──────── Records for this exercise
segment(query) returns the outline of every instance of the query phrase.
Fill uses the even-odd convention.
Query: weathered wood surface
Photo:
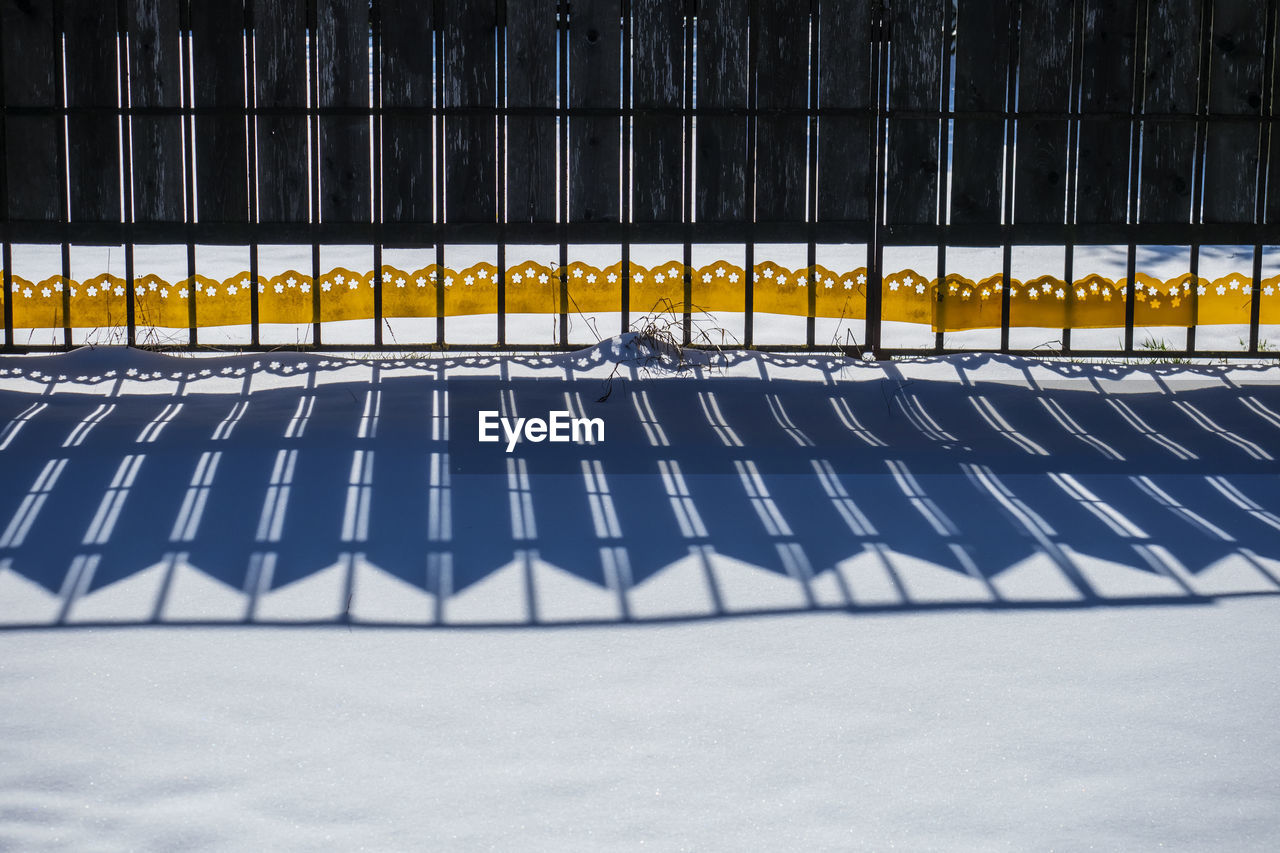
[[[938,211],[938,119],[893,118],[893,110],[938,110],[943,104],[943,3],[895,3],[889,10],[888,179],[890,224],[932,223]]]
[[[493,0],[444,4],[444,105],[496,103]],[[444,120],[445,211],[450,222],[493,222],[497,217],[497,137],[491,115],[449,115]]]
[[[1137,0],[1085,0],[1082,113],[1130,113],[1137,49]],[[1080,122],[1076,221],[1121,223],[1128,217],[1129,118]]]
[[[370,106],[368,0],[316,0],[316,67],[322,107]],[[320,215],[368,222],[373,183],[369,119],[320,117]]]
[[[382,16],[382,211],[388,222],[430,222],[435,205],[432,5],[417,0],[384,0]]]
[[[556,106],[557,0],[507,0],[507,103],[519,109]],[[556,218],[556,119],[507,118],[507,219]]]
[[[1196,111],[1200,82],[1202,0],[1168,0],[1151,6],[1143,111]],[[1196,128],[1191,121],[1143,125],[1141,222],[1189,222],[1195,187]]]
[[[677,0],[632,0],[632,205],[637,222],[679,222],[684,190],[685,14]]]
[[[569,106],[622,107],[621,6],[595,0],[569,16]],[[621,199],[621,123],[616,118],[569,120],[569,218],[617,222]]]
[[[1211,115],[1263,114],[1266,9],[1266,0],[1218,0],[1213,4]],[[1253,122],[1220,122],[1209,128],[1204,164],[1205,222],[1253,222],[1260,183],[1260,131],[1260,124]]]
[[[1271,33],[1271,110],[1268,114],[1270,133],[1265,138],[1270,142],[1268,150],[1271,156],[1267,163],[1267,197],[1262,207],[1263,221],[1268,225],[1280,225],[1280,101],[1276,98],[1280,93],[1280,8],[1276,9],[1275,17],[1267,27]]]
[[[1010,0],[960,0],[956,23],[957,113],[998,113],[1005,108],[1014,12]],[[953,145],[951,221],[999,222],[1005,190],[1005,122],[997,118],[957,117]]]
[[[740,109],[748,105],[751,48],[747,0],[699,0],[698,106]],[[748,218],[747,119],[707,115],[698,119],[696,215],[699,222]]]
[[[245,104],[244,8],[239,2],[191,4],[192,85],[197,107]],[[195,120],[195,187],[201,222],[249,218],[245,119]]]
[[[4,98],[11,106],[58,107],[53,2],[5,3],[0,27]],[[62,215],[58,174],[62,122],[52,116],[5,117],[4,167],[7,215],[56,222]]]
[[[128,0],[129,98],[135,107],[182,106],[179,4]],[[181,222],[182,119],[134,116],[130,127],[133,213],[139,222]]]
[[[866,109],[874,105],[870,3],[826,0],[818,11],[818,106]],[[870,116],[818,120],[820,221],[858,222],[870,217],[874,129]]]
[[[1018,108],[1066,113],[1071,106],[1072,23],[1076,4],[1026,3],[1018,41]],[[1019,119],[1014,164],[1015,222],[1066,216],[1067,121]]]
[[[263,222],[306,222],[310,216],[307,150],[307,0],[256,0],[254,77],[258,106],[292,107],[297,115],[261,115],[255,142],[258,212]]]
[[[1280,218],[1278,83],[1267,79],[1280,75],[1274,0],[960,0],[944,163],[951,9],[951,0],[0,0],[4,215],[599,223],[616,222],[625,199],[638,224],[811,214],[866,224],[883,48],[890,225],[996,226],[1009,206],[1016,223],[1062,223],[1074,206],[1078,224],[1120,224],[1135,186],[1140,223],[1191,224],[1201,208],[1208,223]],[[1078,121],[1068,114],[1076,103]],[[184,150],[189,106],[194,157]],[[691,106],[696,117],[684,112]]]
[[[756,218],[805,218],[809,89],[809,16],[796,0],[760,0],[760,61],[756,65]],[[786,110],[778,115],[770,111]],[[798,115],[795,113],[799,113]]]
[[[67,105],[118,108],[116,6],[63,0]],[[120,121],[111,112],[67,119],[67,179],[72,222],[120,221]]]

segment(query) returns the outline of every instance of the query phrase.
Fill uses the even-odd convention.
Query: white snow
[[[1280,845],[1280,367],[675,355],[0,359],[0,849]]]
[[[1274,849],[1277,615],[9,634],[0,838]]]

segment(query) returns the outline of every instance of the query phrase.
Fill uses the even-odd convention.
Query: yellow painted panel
────────────────
*What the exercise asks:* Reproduce the listing above exactly, without a single picture.

*Solution for this task:*
segment(query) returns the outline of every instance of the query phrase.
Fill uses the even-odd convention.
Query: weathered wood surface
Photo:
[[[938,211],[938,119],[893,118],[893,110],[938,110],[943,104],[943,3],[895,3],[889,10],[888,179],[890,224],[932,223]]]
[[[493,0],[444,4],[444,105],[496,103]],[[444,120],[445,211],[450,222],[493,222],[497,217],[497,137],[491,115],[449,115]]]
[[[1137,0],[1085,0],[1082,113],[1130,113],[1137,49]],[[1080,122],[1076,221],[1121,223],[1128,217],[1129,118]]]
[[[370,106],[368,0],[316,0],[316,67],[322,107]],[[320,215],[368,222],[373,183],[369,119],[320,117]]]
[[[382,16],[382,211],[388,222],[430,222],[435,205],[432,5],[417,0],[384,0]]]
[[[556,106],[557,0],[507,0],[507,103],[519,109]],[[556,218],[556,119],[507,118],[507,219]]]
[[[1196,111],[1200,82],[1202,0],[1168,0],[1151,6],[1143,111]],[[1196,128],[1191,121],[1143,125],[1141,222],[1189,222],[1195,187]]]
[[[677,0],[632,0],[632,205],[637,222],[679,222],[684,190],[685,14]]]
[[[569,106],[622,107],[621,6],[595,0],[569,16]],[[621,199],[621,123],[616,118],[569,120],[569,218],[617,222]]]
[[[1211,115],[1263,114],[1266,9],[1266,0],[1218,0],[1213,4]],[[1253,122],[1220,122],[1209,128],[1204,164],[1205,222],[1253,222],[1260,183],[1260,131],[1260,124]]]
[[[1271,33],[1271,110],[1268,114],[1270,133],[1265,138],[1270,142],[1268,150],[1271,156],[1267,163],[1267,197],[1262,207],[1263,221],[1268,225],[1280,225],[1280,101],[1276,98],[1280,93],[1280,8],[1276,9],[1275,17],[1267,27]]]
[[[1010,0],[960,0],[956,23],[957,113],[998,113],[1005,108],[1014,12]],[[953,145],[951,221],[999,222],[1005,190],[1005,122],[997,118],[957,117]]]
[[[740,109],[748,105],[751,48],[747,0],[699,0],[698,106]],[[748,218],[747,119],[707,115],[698,119],[696,215],[699,222]]]
[[[245,104],[244,8],[239,2],[191,4],[192,85],[197,107]],[[195,120],[195,187],[201,222],[249,218],[245,119]]]
[[[4,98],[11,106],[58,107],[53,2],[5,3],[0,27]],[[62,215],[58,174],[62,122],[52,116],[5,117],[4,167],[7,215],[56,222]]]
[[[128,0],[129,98],[135,107],[182,106],[179,4]],[[181,222],[182,119],[134,116],[130,127],[133,213],[139,222]]]
[[[866,109],[874,105],[870,3],[826,0],[818,11],[818,106]],[[870,116],[818,120],[820,221],[858,222],[870,217],[874,129]]]
[[[1018,108],[1066,113],[1071,106],[1072,23],[1076,4],[1026,3],[1018,41]],[[1019,119],[1014,164],[1015,222],[1066,216],[1067,121]]]
[[[263,222],[306,222],[310,216],[307,150],[307,0],[256,0],[254,77],[258,106],[292,107],[297,115],[261,115],[255,142],[258,212]]]
[[[1280,218],[1278,83],[1267,79],[1280,75],[1274,0],[960,0],[944,163],[951,9],[951,0],[0,0],[4,215],[599,223],[616,222],[625,199],[638,224],[811,214],[866,224],[883,48],[890,225],[996,226],[1009,206],[1016,223],[1062,223],[1074,206],[1078,224],[1120,224],[1135,186],[1140,223],[1191,224],[1201,208],[1208,223]],[[1078,121],[1068,114],[1076,103]],[[184,150],[189,106],[194,157]],[[691,106],[696,117],[684,112]]]
[[[756,218],[805,218],[809,89],[809,16],[796,0],[760,0],[760,61],[756,65]],[[786,110],[778,115],[770,111]],[[798,115],[795,113],[799,113]]]
[[[67,105],[118,108],[116,6],[63,0]],[[120,121],[111,112],[67,119],[67,179],[72,222],[120,221]]]

segment(query) returns the outline of every instance of the query phrase.
Fill uses the even-odd convention.
Query: white snow
[[[1280,845],[1280,367],[675,355],[0,359],[0,849]]]
[[[1274,849],[1277,615],[9,634],[0,838]]]

segment(query) returns the outline of every instance of the query phrase.
Fill uses the even-odd convention.
Query: yellow painted panel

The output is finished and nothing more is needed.